— BEGIN SUPPLIED RECORDS —

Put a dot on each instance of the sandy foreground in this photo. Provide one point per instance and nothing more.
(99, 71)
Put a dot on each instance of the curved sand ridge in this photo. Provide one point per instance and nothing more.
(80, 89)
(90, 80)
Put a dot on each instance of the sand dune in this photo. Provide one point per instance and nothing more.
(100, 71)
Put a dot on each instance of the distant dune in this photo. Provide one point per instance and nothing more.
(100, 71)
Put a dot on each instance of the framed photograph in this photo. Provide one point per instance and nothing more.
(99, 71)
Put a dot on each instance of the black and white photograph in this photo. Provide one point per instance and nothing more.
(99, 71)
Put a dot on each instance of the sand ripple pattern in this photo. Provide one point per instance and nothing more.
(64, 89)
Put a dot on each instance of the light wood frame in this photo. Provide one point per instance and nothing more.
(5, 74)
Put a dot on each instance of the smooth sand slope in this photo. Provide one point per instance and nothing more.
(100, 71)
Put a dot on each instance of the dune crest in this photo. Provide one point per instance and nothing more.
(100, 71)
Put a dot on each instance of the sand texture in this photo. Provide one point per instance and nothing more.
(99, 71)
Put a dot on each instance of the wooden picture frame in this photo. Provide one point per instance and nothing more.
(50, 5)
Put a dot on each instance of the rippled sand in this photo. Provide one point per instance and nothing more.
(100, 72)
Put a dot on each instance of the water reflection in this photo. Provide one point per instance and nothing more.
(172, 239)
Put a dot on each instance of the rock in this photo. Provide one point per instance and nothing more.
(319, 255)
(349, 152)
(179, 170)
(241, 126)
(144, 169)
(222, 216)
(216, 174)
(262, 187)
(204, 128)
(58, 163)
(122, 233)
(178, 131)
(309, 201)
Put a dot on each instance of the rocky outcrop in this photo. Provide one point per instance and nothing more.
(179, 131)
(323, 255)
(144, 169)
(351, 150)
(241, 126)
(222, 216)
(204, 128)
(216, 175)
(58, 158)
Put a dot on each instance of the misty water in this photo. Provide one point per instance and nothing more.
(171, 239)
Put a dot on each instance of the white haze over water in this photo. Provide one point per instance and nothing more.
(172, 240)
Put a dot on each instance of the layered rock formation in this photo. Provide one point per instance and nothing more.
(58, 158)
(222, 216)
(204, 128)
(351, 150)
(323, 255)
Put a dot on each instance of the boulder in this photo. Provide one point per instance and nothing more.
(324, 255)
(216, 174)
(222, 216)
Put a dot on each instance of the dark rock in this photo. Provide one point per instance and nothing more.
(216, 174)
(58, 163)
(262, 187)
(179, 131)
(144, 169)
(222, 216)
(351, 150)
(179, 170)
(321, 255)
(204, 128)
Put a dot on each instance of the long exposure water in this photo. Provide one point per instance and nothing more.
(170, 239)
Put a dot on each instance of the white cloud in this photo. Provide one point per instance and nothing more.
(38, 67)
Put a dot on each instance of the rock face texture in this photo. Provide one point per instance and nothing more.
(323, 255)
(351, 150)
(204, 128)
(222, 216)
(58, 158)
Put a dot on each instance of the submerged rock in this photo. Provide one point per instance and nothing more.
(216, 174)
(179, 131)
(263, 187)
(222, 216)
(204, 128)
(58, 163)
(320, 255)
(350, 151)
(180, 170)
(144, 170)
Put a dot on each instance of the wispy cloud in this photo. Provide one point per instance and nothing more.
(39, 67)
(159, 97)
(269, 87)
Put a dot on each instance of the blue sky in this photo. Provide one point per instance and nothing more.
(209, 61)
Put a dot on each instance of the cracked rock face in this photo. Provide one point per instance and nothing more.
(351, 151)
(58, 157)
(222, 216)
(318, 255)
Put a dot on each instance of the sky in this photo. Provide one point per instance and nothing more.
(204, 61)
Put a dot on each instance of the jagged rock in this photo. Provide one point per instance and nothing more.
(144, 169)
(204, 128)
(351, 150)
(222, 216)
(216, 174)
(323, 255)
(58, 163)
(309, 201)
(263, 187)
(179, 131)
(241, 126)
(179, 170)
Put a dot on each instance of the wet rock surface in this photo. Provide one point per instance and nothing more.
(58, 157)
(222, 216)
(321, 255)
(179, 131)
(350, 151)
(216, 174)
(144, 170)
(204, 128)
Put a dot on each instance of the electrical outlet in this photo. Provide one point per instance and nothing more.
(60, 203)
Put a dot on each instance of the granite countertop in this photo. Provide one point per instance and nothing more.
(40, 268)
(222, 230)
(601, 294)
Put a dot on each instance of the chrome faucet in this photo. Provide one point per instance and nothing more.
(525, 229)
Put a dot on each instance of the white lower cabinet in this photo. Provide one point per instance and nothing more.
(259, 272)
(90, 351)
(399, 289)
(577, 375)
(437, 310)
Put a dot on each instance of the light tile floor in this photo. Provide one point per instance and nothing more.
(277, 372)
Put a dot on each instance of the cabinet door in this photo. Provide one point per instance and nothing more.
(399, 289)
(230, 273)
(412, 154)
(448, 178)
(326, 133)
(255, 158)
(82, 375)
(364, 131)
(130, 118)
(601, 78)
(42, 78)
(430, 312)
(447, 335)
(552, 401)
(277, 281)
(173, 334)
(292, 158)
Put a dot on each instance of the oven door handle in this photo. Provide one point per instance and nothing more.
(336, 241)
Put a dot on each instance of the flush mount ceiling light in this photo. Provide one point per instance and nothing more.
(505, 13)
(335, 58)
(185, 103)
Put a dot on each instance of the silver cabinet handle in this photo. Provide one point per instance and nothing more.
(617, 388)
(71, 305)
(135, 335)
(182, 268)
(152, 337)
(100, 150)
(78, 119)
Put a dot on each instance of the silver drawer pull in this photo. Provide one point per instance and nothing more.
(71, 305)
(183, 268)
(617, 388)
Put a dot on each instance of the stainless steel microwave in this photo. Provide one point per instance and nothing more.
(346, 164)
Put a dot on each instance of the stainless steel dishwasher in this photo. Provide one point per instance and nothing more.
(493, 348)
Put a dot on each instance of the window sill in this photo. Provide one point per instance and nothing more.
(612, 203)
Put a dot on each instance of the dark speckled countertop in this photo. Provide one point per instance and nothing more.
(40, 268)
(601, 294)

— END SUPPLIED RECORDS —
— BEGIN SUPPLIED RECORDS —

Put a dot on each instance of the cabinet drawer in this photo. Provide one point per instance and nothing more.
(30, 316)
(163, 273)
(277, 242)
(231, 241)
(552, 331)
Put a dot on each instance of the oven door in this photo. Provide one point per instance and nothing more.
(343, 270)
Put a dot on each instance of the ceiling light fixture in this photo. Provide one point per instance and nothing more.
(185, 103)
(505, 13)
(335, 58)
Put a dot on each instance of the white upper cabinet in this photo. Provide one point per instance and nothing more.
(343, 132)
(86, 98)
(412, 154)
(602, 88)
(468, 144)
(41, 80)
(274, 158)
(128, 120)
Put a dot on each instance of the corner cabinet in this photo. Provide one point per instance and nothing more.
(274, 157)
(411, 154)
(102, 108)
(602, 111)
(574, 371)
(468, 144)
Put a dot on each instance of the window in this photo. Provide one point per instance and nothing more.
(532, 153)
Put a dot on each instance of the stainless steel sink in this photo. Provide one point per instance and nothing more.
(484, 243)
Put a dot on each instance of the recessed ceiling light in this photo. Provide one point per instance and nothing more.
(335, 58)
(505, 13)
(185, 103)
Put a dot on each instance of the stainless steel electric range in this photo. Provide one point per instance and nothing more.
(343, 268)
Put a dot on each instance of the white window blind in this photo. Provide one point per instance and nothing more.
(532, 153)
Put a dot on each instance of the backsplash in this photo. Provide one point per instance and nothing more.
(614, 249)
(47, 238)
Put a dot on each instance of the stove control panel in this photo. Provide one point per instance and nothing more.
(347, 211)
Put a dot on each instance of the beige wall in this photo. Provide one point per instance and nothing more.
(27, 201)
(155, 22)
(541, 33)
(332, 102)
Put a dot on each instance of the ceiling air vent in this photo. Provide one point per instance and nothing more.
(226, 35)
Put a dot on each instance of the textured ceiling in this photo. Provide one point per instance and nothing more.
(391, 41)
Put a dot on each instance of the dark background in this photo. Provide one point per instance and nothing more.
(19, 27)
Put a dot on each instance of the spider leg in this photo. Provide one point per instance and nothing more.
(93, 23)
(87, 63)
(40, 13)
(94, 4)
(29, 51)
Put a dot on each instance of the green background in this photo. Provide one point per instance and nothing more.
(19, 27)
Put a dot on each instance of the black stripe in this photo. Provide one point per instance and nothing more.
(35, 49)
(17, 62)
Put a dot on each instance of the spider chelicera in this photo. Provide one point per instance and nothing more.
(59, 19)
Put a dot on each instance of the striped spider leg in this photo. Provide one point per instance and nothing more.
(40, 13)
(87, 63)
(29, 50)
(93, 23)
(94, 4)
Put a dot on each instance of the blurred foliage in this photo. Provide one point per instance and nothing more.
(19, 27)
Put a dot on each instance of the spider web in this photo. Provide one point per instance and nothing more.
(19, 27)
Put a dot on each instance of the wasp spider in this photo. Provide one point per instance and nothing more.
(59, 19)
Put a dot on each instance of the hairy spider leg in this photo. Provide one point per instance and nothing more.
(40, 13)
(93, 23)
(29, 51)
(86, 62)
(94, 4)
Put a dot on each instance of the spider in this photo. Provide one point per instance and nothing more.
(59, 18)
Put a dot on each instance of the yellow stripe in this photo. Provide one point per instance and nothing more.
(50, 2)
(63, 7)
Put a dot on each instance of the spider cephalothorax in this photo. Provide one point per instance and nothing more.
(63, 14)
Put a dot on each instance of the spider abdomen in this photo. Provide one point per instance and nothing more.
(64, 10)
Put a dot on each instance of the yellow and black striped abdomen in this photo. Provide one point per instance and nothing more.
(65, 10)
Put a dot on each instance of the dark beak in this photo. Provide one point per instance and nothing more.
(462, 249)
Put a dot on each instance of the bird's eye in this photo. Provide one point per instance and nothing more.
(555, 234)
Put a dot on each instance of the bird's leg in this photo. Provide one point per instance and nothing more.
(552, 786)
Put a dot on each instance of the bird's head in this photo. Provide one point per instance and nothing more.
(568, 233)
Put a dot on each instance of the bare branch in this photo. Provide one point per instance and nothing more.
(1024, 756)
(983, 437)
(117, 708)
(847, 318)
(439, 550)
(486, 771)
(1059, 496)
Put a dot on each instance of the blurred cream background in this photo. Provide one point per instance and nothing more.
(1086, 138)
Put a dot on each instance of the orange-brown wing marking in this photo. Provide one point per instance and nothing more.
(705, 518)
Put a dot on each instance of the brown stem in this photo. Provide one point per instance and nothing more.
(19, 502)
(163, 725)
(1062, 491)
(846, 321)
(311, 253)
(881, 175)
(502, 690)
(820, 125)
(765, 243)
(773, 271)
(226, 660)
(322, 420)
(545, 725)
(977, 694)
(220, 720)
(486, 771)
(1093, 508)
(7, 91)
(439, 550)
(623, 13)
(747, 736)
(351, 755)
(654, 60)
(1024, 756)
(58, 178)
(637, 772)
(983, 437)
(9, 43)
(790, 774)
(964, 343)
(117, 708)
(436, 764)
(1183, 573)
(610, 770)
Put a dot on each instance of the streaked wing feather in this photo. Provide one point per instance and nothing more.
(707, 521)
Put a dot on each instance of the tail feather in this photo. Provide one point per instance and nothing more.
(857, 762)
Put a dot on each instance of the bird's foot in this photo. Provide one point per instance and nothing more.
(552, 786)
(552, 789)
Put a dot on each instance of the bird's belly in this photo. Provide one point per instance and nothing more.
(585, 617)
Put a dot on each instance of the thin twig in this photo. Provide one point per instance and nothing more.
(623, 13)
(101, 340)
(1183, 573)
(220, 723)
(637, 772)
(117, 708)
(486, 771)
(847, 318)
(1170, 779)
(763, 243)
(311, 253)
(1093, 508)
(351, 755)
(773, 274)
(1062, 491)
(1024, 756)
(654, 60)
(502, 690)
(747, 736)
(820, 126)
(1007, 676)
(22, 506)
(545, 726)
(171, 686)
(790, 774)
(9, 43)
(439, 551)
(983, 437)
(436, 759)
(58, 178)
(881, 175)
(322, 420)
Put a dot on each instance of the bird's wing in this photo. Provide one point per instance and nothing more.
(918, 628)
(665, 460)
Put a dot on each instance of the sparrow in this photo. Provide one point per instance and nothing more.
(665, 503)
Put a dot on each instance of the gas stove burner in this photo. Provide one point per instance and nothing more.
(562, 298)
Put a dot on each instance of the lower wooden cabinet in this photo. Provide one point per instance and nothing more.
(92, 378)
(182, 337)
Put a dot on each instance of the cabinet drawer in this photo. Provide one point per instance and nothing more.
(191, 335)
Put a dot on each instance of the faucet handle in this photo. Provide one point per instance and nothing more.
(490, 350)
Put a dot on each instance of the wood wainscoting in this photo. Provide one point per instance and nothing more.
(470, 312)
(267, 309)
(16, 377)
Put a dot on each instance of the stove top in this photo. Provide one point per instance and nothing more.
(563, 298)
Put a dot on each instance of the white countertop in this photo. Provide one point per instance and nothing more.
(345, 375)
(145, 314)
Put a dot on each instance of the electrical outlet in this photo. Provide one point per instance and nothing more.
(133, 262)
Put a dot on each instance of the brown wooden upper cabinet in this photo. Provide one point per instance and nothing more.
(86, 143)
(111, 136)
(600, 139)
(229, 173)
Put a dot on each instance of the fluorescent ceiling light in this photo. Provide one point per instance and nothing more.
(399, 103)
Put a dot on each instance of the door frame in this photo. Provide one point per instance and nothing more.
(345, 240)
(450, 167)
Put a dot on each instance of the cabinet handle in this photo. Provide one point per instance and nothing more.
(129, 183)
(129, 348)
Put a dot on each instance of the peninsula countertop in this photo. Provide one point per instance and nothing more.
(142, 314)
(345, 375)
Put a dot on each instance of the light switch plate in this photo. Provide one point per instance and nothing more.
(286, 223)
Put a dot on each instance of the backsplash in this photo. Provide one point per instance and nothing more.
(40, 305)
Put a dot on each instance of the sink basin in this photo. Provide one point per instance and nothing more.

— END SUPPLIED RECORDS —

*EXERCISE DESCRIPTION*.
Show every line from the two blocks of rows above that contains the string "yellow", copying each line in full. The match is case-sensitive.

*ANSWER FOR THE TASK*.
Put a dot on each instance of the yellow stripe in this photo. Provide one point per instance and nothing more.
Put a dot on each instance of the yellow and black striped abdomen in this photo. Provide one point per instance and nothing more.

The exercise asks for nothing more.